### Task set
**1.** Please condense the paragraph beginning "The 48-year-old cancer patient" in the article on Iowa's felon voting ban into a short list that keeps its main facts.
**2.** Answer these questions from the article on Iowa's felon voting ban, one answer per line:
(a) How many marijuana plants did police find on Benton Mackenzie's property in 2014?
(b) How many states, Iowa included, have lifetime voting bans for ex-felons?
(c) In what year was Carl Olsen an Iowa felon for marijuana cultivation?

Iowa’s Supreme Court upheld a state ban preventing ex-felons from casting a vote this November. The only exception to this ruling is if the governor restores their right to do so. This coming from a state that convicted cancer patients for marijuana felonies.

In 2014, growing equipment along with 71 marijuana plants were discovered by police on Benton Mackenzie’s property in Long Grove, Iowa.

The 48-year-old cancer patient, who died in January 2015 while appealing his conviction, faced numerous marijuana charges. Mackenzie pleaded guilty to manufacturing marijuana, a class D felony.

If he were alive today, Iowa’s decision to uphold a felon voting ban would mean Mackenzie could not vote. Iowa remains one of just three states with lifetime voting bans for ex-felons.

“Benton was making oil to treat his cancer,” Carl Olsen of Iowa NORML, and former Iowa felon for marijuana cultivation in 1992, told MERRY JANE. “He had to make a lot of it. He wasn’t smoking it. He was not healthy enough to stay as careful as a healthy person might be able to. He figured, if they wanted to come after him – well, he had bigger concerns.”

### Data section
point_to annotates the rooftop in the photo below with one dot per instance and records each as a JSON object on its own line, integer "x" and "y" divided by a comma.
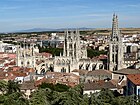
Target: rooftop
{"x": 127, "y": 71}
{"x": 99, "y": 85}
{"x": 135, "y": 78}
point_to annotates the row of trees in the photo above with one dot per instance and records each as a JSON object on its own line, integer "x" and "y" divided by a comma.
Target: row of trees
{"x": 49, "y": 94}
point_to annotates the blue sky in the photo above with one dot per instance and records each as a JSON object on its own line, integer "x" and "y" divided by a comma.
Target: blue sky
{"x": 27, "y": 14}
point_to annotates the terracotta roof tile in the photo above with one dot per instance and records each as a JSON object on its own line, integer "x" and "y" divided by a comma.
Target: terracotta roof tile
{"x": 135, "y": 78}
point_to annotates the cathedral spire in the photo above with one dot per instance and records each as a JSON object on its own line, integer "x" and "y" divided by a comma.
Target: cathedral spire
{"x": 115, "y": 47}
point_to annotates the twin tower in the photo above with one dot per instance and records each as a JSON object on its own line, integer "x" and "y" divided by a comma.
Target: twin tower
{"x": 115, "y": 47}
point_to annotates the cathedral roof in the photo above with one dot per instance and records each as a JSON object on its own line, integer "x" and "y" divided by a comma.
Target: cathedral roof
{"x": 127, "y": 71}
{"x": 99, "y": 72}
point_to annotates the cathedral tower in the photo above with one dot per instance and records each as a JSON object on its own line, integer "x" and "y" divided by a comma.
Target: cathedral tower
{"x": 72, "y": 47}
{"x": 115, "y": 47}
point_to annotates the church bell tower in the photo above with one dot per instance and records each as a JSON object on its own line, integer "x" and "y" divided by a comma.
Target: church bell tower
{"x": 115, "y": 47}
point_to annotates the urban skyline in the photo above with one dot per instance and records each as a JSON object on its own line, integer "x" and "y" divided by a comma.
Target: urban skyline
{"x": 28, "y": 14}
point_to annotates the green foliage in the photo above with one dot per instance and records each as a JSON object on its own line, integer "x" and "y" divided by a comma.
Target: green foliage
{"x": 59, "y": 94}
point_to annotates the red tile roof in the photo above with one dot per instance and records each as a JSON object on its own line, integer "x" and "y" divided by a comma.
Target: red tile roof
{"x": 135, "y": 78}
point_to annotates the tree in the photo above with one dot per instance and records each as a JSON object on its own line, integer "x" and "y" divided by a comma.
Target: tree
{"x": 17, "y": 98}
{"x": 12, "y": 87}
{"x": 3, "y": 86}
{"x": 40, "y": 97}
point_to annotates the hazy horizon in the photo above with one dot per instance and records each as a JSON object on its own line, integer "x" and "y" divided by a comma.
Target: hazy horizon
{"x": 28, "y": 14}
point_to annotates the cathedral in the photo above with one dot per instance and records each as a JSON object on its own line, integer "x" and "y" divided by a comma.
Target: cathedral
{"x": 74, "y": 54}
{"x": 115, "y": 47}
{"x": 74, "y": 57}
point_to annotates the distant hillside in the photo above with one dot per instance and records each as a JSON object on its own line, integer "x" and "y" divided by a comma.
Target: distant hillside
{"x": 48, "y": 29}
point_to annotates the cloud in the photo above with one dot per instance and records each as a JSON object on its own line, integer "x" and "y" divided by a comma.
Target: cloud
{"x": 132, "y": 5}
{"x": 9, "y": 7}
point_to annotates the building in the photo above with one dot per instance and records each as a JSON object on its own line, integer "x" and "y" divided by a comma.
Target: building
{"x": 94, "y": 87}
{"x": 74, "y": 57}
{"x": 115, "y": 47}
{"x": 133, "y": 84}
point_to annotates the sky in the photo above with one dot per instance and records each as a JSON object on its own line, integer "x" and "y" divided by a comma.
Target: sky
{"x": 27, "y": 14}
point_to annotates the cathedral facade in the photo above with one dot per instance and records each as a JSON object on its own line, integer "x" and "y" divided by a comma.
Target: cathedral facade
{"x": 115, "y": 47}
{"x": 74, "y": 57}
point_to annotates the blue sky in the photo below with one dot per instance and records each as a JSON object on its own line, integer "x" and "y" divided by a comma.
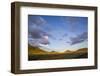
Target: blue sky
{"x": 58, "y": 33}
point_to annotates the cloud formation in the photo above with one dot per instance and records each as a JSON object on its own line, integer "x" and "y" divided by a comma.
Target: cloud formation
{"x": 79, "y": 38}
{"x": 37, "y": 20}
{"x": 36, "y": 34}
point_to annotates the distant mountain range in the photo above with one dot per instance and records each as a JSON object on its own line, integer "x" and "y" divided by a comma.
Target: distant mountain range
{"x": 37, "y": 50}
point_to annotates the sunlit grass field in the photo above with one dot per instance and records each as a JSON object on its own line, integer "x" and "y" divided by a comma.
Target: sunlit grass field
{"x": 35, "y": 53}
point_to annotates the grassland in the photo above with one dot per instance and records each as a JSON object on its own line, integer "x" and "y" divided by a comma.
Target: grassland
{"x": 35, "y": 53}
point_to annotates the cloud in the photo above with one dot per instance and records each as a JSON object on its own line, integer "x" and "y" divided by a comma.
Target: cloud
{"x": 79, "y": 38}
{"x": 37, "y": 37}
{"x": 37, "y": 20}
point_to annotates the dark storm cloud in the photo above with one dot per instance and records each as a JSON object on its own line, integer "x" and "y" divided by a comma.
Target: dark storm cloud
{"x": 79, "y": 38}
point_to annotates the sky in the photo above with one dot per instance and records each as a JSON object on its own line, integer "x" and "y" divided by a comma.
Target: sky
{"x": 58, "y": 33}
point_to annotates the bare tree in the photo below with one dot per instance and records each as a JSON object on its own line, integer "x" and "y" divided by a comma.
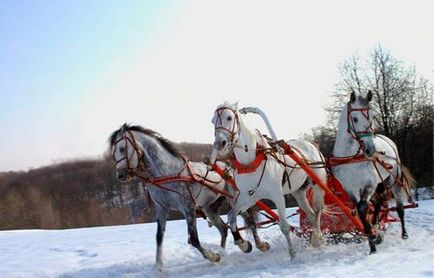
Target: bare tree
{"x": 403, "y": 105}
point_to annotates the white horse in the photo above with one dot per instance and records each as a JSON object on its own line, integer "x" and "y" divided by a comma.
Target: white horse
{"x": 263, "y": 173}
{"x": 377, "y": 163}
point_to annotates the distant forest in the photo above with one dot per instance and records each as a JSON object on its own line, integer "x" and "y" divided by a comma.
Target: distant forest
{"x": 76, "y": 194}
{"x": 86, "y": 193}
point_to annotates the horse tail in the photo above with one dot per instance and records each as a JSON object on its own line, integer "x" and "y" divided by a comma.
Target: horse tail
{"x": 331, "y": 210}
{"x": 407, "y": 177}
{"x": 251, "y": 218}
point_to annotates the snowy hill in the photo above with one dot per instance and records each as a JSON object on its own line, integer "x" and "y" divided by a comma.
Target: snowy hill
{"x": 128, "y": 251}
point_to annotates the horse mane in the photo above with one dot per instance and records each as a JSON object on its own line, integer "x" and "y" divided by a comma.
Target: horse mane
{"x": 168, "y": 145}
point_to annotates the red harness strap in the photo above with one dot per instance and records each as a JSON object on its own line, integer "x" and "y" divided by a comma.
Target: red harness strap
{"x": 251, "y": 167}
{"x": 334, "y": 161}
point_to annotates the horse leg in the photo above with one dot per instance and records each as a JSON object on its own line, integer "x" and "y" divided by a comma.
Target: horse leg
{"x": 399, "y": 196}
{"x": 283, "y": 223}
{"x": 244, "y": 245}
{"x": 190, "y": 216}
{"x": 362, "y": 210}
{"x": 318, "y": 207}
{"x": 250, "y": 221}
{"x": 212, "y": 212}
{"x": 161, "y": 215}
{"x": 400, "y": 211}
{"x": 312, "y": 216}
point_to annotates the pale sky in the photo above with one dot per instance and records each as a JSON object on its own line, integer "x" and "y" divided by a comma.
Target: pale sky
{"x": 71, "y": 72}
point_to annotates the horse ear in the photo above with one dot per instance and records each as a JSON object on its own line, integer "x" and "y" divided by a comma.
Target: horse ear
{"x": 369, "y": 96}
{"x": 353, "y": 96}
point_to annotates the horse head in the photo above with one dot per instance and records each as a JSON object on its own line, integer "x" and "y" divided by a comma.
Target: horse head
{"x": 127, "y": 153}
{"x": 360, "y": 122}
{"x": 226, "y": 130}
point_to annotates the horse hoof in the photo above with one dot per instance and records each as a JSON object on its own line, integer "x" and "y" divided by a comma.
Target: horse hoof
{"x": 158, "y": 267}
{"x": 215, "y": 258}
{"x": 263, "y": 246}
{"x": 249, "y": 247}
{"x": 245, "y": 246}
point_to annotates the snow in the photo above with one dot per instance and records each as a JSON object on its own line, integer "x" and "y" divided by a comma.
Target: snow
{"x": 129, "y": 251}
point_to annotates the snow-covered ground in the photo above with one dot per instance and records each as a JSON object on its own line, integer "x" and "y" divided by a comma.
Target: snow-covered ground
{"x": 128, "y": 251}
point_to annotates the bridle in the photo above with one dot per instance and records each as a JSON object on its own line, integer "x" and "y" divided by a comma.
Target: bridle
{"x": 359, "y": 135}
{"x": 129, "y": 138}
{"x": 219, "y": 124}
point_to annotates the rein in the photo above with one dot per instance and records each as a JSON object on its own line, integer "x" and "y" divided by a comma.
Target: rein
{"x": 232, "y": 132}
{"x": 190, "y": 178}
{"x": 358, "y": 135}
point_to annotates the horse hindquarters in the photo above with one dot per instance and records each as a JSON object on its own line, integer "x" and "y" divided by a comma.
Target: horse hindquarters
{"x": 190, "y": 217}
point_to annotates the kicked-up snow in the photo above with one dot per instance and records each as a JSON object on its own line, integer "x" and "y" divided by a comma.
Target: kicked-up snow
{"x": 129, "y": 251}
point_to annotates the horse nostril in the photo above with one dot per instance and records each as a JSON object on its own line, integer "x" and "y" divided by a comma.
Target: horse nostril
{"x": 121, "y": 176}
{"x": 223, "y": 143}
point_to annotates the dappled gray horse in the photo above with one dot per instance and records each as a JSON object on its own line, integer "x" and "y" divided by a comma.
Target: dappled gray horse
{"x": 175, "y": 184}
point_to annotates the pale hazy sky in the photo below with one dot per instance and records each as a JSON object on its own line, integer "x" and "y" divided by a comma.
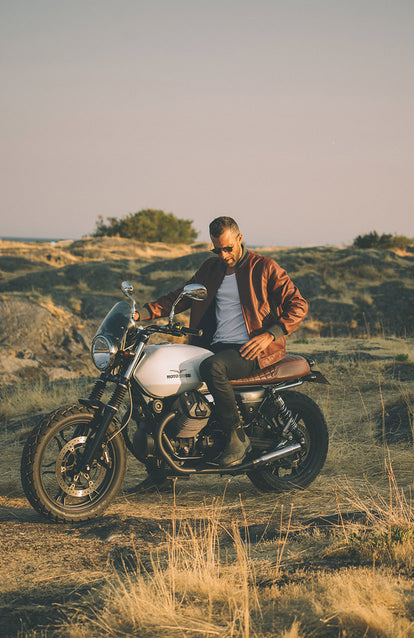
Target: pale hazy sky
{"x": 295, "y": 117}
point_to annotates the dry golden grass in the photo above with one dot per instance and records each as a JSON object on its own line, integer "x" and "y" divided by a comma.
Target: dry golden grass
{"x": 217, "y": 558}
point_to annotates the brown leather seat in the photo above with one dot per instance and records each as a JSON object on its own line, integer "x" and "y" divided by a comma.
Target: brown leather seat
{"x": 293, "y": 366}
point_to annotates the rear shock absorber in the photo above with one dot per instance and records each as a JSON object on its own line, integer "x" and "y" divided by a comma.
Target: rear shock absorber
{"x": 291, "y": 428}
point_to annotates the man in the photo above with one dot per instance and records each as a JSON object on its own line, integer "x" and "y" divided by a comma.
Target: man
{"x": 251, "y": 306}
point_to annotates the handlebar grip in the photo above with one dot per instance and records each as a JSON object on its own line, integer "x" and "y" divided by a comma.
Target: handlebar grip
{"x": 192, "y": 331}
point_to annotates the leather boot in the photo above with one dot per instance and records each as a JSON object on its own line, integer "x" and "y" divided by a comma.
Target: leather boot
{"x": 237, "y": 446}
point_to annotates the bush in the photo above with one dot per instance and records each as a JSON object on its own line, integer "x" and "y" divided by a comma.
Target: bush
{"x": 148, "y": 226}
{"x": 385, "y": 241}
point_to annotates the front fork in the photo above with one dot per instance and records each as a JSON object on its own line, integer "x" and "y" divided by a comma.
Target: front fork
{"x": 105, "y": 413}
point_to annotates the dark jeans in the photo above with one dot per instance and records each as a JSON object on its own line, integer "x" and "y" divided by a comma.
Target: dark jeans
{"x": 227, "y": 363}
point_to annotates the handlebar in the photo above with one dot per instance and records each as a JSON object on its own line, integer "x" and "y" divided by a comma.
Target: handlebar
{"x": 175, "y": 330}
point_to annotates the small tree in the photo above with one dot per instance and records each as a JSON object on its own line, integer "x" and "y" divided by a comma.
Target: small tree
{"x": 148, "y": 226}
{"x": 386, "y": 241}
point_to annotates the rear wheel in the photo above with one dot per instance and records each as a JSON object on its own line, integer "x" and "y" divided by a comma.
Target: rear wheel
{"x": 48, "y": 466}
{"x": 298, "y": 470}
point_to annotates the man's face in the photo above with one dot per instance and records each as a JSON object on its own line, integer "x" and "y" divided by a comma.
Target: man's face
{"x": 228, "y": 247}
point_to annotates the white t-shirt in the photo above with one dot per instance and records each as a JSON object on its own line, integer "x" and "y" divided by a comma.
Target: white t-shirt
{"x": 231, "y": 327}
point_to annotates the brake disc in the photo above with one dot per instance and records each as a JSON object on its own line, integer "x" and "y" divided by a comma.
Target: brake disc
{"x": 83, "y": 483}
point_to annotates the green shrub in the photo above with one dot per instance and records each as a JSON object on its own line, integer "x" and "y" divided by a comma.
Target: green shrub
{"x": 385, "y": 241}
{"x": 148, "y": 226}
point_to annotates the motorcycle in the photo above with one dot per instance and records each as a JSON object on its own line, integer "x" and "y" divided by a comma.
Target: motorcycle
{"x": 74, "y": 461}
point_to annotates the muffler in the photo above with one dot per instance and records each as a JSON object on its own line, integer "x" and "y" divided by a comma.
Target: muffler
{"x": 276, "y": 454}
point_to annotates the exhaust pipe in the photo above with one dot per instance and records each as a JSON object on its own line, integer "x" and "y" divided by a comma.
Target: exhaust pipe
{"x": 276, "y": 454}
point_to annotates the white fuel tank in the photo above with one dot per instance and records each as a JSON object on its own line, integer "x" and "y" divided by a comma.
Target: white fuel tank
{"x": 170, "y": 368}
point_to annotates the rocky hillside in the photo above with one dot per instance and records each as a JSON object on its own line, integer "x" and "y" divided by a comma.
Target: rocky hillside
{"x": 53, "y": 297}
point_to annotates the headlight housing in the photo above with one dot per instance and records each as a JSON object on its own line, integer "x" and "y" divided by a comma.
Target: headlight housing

### Responses in order
**1.**
- Benton Mackenzie was a 48-year-old cancer patient.
- He died in January 2015 while appealing his conviction.
- He faced numerous marijuana charges.
- He pleaded guilty to manufacturing marijuana, a class D felony.

**2.**
(a) 71
(b) Three
(c) 1992